[TASK REQUIREMENTS] Return the data below in full, matching every line exactly.
BEGIN WORKING DATA
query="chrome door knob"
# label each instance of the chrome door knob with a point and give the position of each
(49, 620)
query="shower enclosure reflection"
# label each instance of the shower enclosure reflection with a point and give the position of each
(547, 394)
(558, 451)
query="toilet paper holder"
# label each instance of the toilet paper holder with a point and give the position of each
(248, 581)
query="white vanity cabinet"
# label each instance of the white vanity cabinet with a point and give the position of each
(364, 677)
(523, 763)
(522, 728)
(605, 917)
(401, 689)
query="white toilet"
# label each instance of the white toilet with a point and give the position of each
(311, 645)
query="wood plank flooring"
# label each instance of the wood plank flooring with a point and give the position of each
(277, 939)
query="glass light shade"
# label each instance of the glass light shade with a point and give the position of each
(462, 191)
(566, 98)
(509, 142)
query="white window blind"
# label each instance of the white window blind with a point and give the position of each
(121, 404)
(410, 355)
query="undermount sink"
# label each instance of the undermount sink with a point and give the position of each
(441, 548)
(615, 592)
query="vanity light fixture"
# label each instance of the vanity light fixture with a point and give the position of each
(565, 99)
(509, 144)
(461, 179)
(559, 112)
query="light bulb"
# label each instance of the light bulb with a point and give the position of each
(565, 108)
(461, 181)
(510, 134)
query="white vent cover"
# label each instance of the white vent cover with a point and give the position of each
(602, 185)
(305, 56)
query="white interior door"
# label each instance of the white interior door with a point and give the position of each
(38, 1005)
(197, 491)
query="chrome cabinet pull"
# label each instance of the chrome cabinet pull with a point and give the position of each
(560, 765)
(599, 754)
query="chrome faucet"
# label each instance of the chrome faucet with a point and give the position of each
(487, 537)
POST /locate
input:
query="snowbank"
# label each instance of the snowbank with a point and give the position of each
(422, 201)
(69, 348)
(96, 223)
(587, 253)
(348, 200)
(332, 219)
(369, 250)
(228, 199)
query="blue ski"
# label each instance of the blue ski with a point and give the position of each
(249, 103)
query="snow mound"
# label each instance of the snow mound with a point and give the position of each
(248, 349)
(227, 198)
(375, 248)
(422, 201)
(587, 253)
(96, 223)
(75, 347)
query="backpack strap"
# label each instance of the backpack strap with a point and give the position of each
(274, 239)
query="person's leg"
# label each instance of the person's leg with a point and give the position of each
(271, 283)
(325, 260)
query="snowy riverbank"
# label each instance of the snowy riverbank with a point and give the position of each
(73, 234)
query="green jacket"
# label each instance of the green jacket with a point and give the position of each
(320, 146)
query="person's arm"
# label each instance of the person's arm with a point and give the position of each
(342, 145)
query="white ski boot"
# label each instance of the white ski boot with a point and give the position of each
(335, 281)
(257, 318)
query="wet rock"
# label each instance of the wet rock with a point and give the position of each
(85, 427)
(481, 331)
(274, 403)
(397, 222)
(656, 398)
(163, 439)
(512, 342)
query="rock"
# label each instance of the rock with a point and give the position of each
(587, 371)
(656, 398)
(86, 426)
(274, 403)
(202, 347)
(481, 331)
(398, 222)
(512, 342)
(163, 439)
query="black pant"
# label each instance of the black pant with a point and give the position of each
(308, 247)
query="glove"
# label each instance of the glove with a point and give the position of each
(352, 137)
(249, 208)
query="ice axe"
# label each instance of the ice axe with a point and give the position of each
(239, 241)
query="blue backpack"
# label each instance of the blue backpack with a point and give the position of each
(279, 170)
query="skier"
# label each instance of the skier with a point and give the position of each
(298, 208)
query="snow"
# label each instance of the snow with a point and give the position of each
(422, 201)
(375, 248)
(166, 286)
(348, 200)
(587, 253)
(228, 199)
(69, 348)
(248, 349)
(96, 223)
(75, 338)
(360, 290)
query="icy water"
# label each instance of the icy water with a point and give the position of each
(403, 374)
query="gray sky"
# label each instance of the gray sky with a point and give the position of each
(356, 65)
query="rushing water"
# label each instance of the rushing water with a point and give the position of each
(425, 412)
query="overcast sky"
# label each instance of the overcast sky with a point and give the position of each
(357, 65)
END WORKING DATA
[TASK ANSWER]
query="chrome door knob"
# label each instance of the chrome door knob with a point and give the position of each
(49, 620)
query="shower enclosure reflection"
# label each instance of the shower enclosure reflection with a point and give the position of each
(547, 394)
(558, 451)
query="toilet paper holder"
# label each instance of the toilet paper holder with a point and give the position of each
(248, 581)
query="white vanity cabinet"
# label each instance of the white vanity cabinet with a point and give the position of each
(364, 677)
(523, 763)
(522, 728)
(605, 917)
(401, 689)
query="white toilet"
# label each instance of the white toilet with a point and give the position of each
(311, 645)
query="wood plank flooring"
# label each instance of the wood plank flooring with a point and give the position of each
(277, 939)
query="glass light shade"
# label each instance of the glass light shade with a point and give the position of each
(462, 191)
(566, 98)
(509, 142)
query="white window blind"
# label each instance of the white window blind with a point and give the position of each
(121, 404)
(410, 355)
query="undermount sink"
# label each instance of the undermount sink with a point and give the position of each
(441, 548)
(615, 592)
query="vanity light fixture"
# label each instance of the vanity light fixture with a point and give the position of each
(565, 99)
(509, 144)
(461, 179)
(559, 112)
query="light bulb"
# label each instance of the light bulb with a point and give the position of each
(565, 108)
(461, 181)
(510, 134)
query="white vent cover"
# label each instance of the white vent cover with a point and give the position of each
(602, 185)
(305, 56)
query="white interior door"
# label each instance of the white interior door with a point and give the position of each
(38, 1005)
(197, 491)
query="chrome cabinet pull"
# label each instance of the chrome cabinet pull with a point and give the position of each
(560, 765)
(599, 754)
query="chrome faucet"
# label each instance of the chrome faucet with a point and give the position of each
(487, 537)
POST /locate
input:
query="snowbank"
# label each instance of the snowbank with a point and give the position of each
(422, 201)
(69, 348)
(96, 223)
(587, 253)
(348, 200)
(332, 219)
(369, 250)
(228, 199)
query="blue ski"
# label each instance of the blue ski with a point and give the position of each
(249, 103)
query="snow mound"
# label each instance of the snow mound with a point and give the position of each
(248, 349)
(227, 198)
(375, 248)
(422, 201)
(587, 253)
(96, 223)
(75, 347)
query="backpack strap"
# label each instance of the backpack strap with a point and give the position of each
(274, 239)
query="person's leg"
# label each instance of the person's leg with a point and give the position of each
(271, 283)
(325, 260)
query="snowy riverbank"
# label each instance of the snowy riverbank with a point and give the position of each
(73, 234)
query="green jacket"
# label each instance of the green jacket with a point and give the position of each
(320, 146)
query="person's arm"
# label each instance of the person's arm with a point and give the position of each
(342, 145)
query="white ski boot"
# label each instance of the white ski boot with a point and give the position of each
(335, 281)
(257, 318)
query="wet rock"
# label each instance of the wet rock with a point and give the position of each
(85, 427)
(481, 331)
(274, 403)
(397, 222)
(656, 398)
(163, 439)
(512, 342)
query="rock"
# label each instance of the rock with a point and give the position of each
(587, 371)
(656, 398)
(86, 426)
(274, 403)
(202, 347)
(481, 331)
(398, 222)
(512, 342)
(163, 439)
query="black pant"
# label each instance of the black pant with a point and give the position of each
(308, 247)
query="glove"
# label each instance of the glove with a point and give the position of each
(352, 137)
(249, 208)
query="ice axe"
# label each instance of the ice axe with a point and give the position of each
(239, 241)
query="blue backpack"
# label each instance of the blue backpack with a point and give the position of each
(279, 170)
query="skier"
# label each instance of the skier with a point and give the position of each
(298, 208)
query="snow"
# label each instance of the snow with a point and give the position of each
(422, 201)
(375, 248)
(166, 286)
(348, 200)
(587, 253)
(228, 199)
(69, 348)
(248, 349)
(96, 223)
(75, 338)
(360, 290)
query="icy water"
# label each instance of the icy water with a point and give the position of each
(403, 374)
query="gray sky"
# label each instance of the gray sky with a point and give the position of each
(356, 65)
query="rushing water"
# label each instance of the rushing water with a point and give the position of each
(425, 412)
query="overcast sky"
# label each instance of the overcast sky with a point and give the position of each
(357, 65)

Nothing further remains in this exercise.